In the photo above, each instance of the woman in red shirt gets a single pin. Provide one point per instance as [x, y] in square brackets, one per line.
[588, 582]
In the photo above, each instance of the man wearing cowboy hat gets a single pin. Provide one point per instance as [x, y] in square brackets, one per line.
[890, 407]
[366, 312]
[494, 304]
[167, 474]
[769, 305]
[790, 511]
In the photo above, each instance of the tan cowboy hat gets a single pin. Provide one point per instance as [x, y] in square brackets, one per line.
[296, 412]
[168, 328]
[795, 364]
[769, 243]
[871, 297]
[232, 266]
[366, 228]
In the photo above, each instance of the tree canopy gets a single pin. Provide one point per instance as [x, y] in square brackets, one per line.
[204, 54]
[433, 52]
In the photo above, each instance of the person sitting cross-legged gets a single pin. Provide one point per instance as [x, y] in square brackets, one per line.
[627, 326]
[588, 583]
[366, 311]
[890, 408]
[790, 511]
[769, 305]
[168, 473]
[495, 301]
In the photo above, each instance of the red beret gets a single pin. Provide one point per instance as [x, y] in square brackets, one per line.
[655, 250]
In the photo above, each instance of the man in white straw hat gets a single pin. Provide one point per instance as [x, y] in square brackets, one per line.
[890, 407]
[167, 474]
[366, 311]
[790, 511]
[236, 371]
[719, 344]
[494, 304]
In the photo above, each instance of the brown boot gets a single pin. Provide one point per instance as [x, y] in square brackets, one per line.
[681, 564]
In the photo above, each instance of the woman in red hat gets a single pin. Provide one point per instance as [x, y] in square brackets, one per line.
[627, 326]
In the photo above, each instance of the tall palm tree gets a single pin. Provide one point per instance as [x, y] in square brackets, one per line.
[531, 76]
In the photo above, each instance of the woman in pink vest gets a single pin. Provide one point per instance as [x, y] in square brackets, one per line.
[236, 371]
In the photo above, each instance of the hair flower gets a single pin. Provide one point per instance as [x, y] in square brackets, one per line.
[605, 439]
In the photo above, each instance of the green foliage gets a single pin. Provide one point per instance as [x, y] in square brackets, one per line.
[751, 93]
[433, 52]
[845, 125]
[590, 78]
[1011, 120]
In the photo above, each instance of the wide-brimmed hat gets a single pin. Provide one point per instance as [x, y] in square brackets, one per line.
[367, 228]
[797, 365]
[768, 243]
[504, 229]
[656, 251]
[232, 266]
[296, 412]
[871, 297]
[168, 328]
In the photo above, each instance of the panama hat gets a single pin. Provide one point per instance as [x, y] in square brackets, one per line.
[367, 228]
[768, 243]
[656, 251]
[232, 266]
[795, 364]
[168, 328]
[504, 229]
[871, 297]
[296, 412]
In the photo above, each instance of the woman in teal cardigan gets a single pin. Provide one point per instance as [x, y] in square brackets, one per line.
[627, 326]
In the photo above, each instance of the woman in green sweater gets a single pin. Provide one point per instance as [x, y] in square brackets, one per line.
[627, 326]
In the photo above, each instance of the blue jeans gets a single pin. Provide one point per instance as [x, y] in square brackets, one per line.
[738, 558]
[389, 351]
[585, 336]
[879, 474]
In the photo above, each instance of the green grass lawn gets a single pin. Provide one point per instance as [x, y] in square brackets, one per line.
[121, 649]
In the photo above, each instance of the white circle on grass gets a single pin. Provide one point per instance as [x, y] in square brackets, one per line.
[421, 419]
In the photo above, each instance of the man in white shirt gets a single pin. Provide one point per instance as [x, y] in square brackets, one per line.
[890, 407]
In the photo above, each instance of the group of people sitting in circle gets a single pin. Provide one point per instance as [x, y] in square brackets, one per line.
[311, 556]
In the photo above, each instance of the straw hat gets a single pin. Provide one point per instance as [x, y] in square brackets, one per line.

▸ **Given exercise**:
Your task is to retype all of the records exactly.

▸ **Exercise output**:
In the photo above, each instance of the woman in red shirt gets a single pin. Provide one point per instance as [x, y] in square brackets, one per line.
[588, 582]
In the photo above, each instance of the man wearing cowboy hat gets a single pin. Provide one point per instance as [x, y] in square brackets, one per line.
[890, 407]
[366, 312]
[494, 304]
[167, 474]
[769, 305]
[790, 511]
In the photo above, each instance of the tan cowboy hat gets a single pin. Provide one point per instance as [x, y] in square brackets, one per line.
[296, 412]
[168, 328]
[795, 364]
[769, 243]
[871, 297]
[232, 266]
[366, 228]
In the photo above, each instance of the tree canopy gets a single pin. Provide one point per instance as [x, y] in square brackets, one per line.
[204, 54]
[433, 52]
In the photo above, each instance of the person sitting cross-legged gets a single pin. Provide one point per instance as [x, y] in square brackets, one per line.
[627, 326]
[588, 583]
[366, 311]
[890, 408]
[790, 511]
[769, 305]
[168, 473]
[495, 301]
In the photo above, each instance of the red beret gets a single pin. Provide one point per instance as [x, y] in square brackets, one per line.
[655, 250]
In the photo above, each instance of the man in white straw hat gets a single pin. Provide one point per instance as [x, y] in square brackets, one per line.
[890, 407]
[167, 474]
[366, 311]
[790, 511]
[236, 371]
[719, 344]
[494, 304]
In the photo above, each instance of the brown boot gets a single pin. Provide one point per instance as [x, y] in square brackets, one per line.
[681, 564]
In the photo above, each instance of the woman in red hat gets a single pin. Provide one point per instance as [x, y] in square brackets, one per line.
[627, 326]
In the photo above, each instance of the tall palm tree gets a single pin. Provide one point per instance as [x, y] in square brackets, one per line.
[531, 76]
In the photo above, each instance of the woman in pink vest gets a single pin. Provide one point per instance as [x, y] in square brackets, one per line.
[236, 371]
In the photo above, each instance of the hair flower gets a single pin. Provide one point per instance as [x, y] in square brackets, one per line.
[605, 439]
In the photo above, each instance of the green foliage gets a single pin. Provide one point per instance as [x, y] in square brackets, one per line.
[751, 93]
[433, 52]
[845, 125]
[590, 78]
[1011, 120]
In the photo above, each instance of the wide-brimmed hat gets a single pin. Provide one point per instance as [x, y] in square brackets, one per line.
[367, 228]
[797, 365]
[768, 243]
[504, 229]
[656, 251]
[232, 266]
[296, 412]
[871, 297]
[168, 328]
In the photo above, each instance of the panama hat gets a single pin. Provide one point per instance as [x, y] in square brackets, one per line.
[367, 228]
[768, 243]
[656, 251]
[232, 266]
[795, 364]
[168, 328]
[504, 229]
[871, 297]
[296, 412]
In the photo above, each instance of the woman in teal cardigan gets a single pin. Provide one point per instance as [x, y] in square brackets, one per line.
[627, 326]
In the photo above, each instance of the woman in green sweater gets a single pin. Provide one point per instance as [x, y] in square brackets, one per line.
[627, 326]
In the photo above, each instance of the blue jeans gets a single pin. Provide one point per instance as [x, y] in square brackets, one per line.
[738, 558]
[389, 351]
[585, 336]
[879, 474]
In the photo above, each instance of the green grass lawn gets a single pin. Provide one point per instance as [x, y] in square brackets, one per line.
[121, 649]
In the photo above, each instance of the white circle on grass gets a single pin. Provide one point per instance as [x, y] in square brackets, one per line.
[421, 419]
In the photo above, each instance of the man in white shirt gets a single pin. Provide one point per instance as [x, y] in square brackets, one per line.
[890, 407]
In the photo above, each instance of the group of people sitting in circle gets a single pin. Provide one point per instance as [x, y] in square brackets, one per line.
[311, 556]
In the photo above, each instance of the straw hat gets a single pin. Provide one point per instance as [x, y] in square brackets, one per line.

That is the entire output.